Please copy all of the items below word for word, leaving the pictures out of your answer.

[Collected data entries]
···

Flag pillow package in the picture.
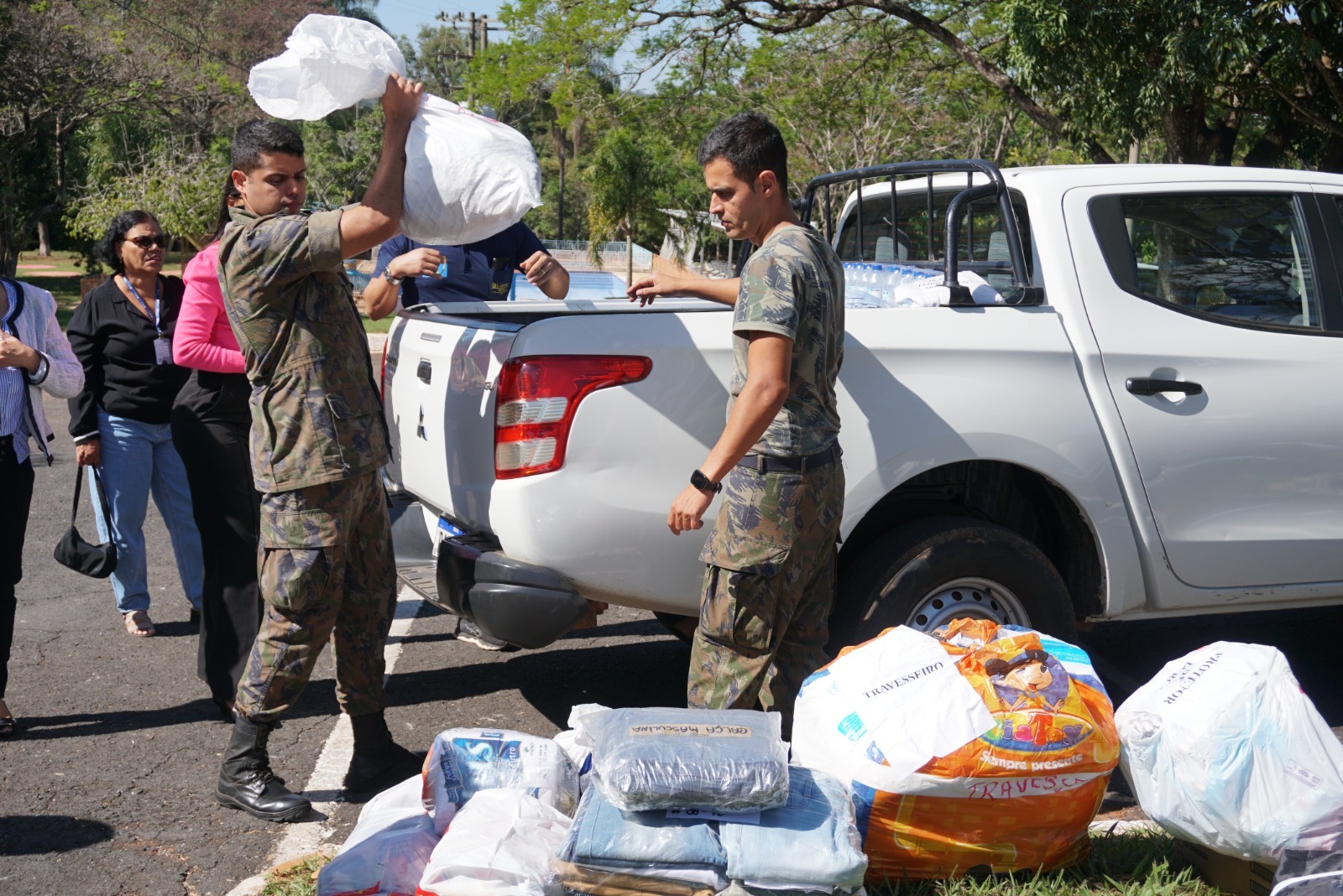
[423,728,579,834]
[573,708,788,811]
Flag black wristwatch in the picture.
[690,470,723,495]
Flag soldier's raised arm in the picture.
[340,76,425,258]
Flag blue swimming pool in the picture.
[512,271,624,300]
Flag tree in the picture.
[519,0,1343,166]
[1007,0,1343,170]
[401,25,468,102]
[583,128,676,283]
[65,139,228,258]
[468,0,624,240]
[0,0,141,276]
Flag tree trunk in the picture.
[556,139,564,242]
[1162,103,1214,165]
[624,219,634,286]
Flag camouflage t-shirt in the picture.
[728,226,844,457]
[219,208,389,492]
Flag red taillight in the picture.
[494,354,653,479]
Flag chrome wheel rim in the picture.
[905,576,1030,632]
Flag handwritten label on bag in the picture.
[629,724,750,737]
[667,807,760,825]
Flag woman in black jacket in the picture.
[65,211,201,637]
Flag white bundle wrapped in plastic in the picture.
[423,728,579,833]
[1115,641,1343,862]
[571,707,788,811]
[317,777,438,896]
[415,790,572,896]
[247,15,541,246]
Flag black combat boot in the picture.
[344,712,425,793]
[215,715,313,820]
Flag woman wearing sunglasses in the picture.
[65,211,201,637]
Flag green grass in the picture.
[868,833,1220,896]
[247,833,1220,896]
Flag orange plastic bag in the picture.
[792,620,1119,884]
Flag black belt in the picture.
[737,441,839,473]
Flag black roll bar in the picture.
[802,159,1045,305]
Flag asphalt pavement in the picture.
[0,399,1343,896]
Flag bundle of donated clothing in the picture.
[247,15,541,246]
[792,618,1119,883]
[317,706,868,896]
[1115,641,1343,864]
[556,708,868,896]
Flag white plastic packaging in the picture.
[247,15,541,246]
[415,790,571,896]
[577,708,788,811]
[423,728,579,833]
[1115,641,1343,862]
[317,777,438,896]
[844,262,1005,309]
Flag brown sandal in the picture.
[121,610,154,637]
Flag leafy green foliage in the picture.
[583,128,676,277]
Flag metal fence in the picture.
[541,240,653,271]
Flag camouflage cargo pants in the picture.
[238,470,396,723]
[687,459,844,731]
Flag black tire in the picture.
[653,610,700,643]
[830,517,1076,654]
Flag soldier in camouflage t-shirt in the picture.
[630,114,844,732]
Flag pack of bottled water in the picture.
[844,262,1003,309]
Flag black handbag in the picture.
[52,466,117,578]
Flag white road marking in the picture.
[269,587,421,867]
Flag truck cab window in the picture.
[1093,193,1323,330]
[835,187,1036,289]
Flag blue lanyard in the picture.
[121,276,164,336]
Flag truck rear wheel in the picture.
[830,517,1076,654]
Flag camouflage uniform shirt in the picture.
[219,208,389,492]
[728,226,844,457]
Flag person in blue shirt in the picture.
[364,221,569,320]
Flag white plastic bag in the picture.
[247,15,541,246]
[416,790,571,896]
[1115,641,1343,862]
[247,15,405,121]
[423,728,579,833]
[317,777,438,896]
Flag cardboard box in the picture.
[1171,840,1278,896]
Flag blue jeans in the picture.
[719,766,868,891]
[560,787,728,871]
[89,408,204,613]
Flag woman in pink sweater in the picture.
[172,179,262,721]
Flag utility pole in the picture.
[434,11,506,59]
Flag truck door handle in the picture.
[1124,377,1204,396]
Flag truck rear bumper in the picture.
[435,537,588,648]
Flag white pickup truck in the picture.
[383,161,1343,648]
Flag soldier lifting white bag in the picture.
[247,15,541,246]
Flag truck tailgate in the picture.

···

• ANSWER IN FULL
Flag pillow package in the picture.
[423,728,579,834]
[573,708,788,811]
Flag black wristwatch in the picture.
[690,470,723,495]
Flag soldier's raised arm in the picture.
[340,76,425,258]
Flag blue swimming pool in the picture.
[512,271,624,300]
Flag tree in the picture.
[519,0,1343,166]
[1007,0,1343,170]
[401,25,468,102]
[583,128,676,283]
[65,139,228,258]
[468,0,624,240]
[0,0,141,276]
Flag tree trunk in the picture.
[556,139,564,242]
[1162,103,1214,165]
[624,219,634,286]
Flag camouflage t-shirt in the picture.
[728,226,844,457]
[219,208,389,492]
Flag red taillight in the picture.
[494,354,653,479]
Flag chrome wheel rim in the picture.
[905,576,1030,632]
Flag handwritten label on bag in the picture.
[629,724,750,737]
[667,807,760,825]
Flag woman in black jacket in the picture.
[65,211,201,637]
Flag white bundle wrapped in plastic in the picture.
[423,728,579,833]
[1115,641,1343,862]
[571,707,788,811]
[317,777,438,896]
[415,790,572,896]
[247,15,541,246]
Flag black combat boot in the picture.
[344,712,425,793]
[215,715,313,820]
Flag woman wearing sunglasses in the picture.
[65,211,201,637]
Flag green grass in the picture.
[868,833,1220,896]
[247,833,1220,896]
Flag orange plastic bag in the picture.
[792,620,1119,884]
Flag black belt in the picture.
[737,441,839,473]
Flag black roll bar in the picture.
[802,159,1045,305]
Flag asphalt pavement in the picture.
[0,399,1343,896]
Flag bundle of donated clothing in the picture.
[247,15,541,246]
[792,618,1119,883]
[317,706,868,896]
[1115,641,1343,864]
[556,708,868,896]
Flag white plastic packaging in the picture.
[247,15,541,246]
[415,790,571,896]
[577,708,788,811]
[423,728,579,833]
[1115,641,1343,862]
[317,777,438,896]
[844,262,1005,309]
Flag brown sandal in the picture.
[121,610,154,637]
Flag leafy green foliage in the picture.
[583,128,676,277]
Flag metal fence in the picture.
[541,240,653,271]
Flag camouflage cargo pants in the picture.
[238,470,396,723]
[687,459,844,731]
Flag black tire in the picture.
[653,610,700,643]
[830,517,1076,654]
Flag soldier in camouflage t-shirt in the picture.
[630,114,844,732]
Flag pack of bottled water in the picture.
[844,262,1003,309]
Flag black handbag in the picture.
[52,466,117,578]
Flag white road marking in the picture.
[269,587,421,867]
Flag truck cab window in the picture.
[1093,193,1323,330]
[835,187,1036,289]
Flag blue lanyard in the picture.
[121,276,164,336]
Flag truck rear wheel in the picture.
[830,517,1076,654]
Flag camouflage uniform shirt in the picture.
[219,208,389,492]
[728,226,844,457]
Flag person in blue shirt in the picture.
[364,221,569,320]
Flag white plastic bag in the picture.
[247,15,541,246]
[416,790,571,896]
[1115,641,1343,862]
[247,15,405,121]
[423,728,579,833]
[317,777,438,896]
Flag cardboard box in the picture.
[1171,840,1278,896]
Flag blue jeans in the picture.
[719,766,868,891]
[560,787,728,871]
[89,408,204,613]
Flag woman in pink sweater in the picture.
[172,179,262,721]
Flag utility pole in the picture.
[434,11,506,59]
Flag truck door handle in the picture.
[1124,377,1204,396]
Flag truck rear bumper in the picture.
[435,537,588,648]
Flag white pickup truck in the picture.
[383,161,1343,648]
Flag soldier lifting white bag in the picture.
[247,15,541,246]
Flag truck tailgate in the picture.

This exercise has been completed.